--- Begin DATA FOR PROCESSING ---
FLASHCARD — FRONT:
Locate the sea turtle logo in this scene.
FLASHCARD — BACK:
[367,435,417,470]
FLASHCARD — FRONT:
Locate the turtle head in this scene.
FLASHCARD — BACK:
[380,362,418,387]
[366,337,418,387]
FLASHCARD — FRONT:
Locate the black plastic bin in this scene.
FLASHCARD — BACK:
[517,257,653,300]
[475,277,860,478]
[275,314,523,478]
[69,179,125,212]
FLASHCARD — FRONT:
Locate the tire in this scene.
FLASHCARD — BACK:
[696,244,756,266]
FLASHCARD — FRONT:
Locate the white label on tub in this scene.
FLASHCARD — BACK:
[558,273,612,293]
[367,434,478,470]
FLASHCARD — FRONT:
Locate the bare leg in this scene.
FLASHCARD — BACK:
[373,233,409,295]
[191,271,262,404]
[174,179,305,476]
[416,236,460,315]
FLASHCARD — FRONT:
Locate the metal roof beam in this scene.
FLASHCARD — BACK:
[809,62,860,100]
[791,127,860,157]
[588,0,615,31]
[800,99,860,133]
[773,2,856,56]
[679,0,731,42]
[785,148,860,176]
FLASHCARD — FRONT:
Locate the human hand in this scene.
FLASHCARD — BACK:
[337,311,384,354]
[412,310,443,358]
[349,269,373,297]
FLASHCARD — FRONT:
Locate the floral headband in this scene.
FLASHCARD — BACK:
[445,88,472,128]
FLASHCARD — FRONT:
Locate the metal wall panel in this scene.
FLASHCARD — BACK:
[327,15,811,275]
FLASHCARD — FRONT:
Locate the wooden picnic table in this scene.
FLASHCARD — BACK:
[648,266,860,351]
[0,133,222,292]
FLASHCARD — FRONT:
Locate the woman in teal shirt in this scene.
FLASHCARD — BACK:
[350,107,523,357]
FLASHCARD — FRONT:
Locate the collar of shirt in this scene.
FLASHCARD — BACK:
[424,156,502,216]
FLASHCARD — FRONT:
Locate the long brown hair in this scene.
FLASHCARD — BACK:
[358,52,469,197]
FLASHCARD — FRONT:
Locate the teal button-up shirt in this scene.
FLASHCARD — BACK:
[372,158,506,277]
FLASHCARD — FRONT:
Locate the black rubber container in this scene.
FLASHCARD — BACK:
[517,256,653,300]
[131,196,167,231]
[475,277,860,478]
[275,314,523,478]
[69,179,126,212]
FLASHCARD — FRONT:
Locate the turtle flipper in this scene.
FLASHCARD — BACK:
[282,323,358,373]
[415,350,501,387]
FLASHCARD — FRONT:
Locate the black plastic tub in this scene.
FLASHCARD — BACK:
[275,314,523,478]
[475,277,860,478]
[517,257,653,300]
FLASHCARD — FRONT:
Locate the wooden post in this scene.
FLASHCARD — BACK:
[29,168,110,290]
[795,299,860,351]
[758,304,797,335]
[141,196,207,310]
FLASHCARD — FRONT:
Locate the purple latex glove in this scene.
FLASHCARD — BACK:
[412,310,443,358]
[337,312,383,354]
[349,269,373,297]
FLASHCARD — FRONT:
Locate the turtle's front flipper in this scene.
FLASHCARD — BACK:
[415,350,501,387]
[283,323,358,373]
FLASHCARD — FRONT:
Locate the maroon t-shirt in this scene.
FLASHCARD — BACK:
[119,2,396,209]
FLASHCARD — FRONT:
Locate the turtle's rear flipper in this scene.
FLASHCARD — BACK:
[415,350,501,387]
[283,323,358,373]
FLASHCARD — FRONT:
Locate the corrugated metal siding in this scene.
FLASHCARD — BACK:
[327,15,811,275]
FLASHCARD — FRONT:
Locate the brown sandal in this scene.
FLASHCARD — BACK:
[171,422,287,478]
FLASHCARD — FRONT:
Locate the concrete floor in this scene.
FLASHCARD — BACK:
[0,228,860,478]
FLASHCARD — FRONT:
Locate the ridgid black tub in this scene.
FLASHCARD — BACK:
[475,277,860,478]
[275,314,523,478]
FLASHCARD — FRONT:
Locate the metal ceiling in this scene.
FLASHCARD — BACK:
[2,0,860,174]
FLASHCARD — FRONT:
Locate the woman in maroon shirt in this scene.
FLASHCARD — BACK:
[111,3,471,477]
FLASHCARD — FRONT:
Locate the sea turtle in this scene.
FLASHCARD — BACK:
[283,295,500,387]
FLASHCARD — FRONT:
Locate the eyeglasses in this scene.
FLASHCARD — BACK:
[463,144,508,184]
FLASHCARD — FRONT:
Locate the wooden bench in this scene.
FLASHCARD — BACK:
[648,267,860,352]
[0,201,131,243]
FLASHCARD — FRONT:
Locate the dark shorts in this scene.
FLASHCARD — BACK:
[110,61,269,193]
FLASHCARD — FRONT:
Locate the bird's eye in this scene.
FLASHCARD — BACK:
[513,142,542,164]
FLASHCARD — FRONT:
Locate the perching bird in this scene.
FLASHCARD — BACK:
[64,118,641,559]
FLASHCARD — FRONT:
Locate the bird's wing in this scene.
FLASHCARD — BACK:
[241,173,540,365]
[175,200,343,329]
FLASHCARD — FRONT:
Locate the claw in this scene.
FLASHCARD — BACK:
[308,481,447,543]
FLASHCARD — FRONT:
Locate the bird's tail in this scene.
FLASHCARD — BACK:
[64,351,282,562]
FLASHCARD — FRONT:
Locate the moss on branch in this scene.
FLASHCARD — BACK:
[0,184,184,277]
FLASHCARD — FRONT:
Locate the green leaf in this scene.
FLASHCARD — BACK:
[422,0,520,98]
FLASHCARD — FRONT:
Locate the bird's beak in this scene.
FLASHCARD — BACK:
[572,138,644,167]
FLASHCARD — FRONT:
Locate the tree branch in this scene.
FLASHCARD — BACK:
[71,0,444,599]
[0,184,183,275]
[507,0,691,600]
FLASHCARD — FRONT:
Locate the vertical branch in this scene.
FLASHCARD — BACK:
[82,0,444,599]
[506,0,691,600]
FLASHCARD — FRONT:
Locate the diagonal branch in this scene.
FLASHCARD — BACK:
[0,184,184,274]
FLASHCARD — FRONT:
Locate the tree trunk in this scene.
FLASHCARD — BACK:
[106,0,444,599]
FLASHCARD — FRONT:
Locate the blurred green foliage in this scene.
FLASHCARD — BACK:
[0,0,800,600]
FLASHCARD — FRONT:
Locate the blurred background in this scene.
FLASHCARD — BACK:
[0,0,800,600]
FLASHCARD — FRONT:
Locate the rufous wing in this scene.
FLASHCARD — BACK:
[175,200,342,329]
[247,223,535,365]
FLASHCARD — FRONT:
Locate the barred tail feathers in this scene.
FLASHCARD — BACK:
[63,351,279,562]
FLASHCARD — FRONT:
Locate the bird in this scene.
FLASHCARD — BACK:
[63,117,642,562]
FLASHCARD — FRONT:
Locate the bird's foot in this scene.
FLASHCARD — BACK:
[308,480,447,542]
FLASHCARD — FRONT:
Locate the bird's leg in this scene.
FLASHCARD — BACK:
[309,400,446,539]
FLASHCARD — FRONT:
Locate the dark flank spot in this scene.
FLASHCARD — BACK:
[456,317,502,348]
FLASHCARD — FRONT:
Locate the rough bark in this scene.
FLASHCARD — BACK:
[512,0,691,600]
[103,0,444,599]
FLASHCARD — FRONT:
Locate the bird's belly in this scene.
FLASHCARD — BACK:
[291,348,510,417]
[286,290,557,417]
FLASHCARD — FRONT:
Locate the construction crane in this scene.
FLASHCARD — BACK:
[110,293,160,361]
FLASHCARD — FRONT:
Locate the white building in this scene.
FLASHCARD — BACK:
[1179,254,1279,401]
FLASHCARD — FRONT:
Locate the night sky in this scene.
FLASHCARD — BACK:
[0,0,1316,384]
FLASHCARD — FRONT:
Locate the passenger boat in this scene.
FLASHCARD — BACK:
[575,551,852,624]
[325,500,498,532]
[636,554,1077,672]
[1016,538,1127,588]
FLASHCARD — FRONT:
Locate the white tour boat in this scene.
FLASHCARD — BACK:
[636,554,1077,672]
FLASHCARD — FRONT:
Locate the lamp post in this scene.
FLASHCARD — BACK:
--- End DATA FOR PROCESSING ---
* [TO DO]
Gather every line of the records in which the word "wooden" appears, and copy each of those lines in full.

* [SOLUTION TO THE PROBLEM]
Locate the wooden picnic table in this scene.
Locate the wooden post in this scene.
Locate the wooden bench in this scene.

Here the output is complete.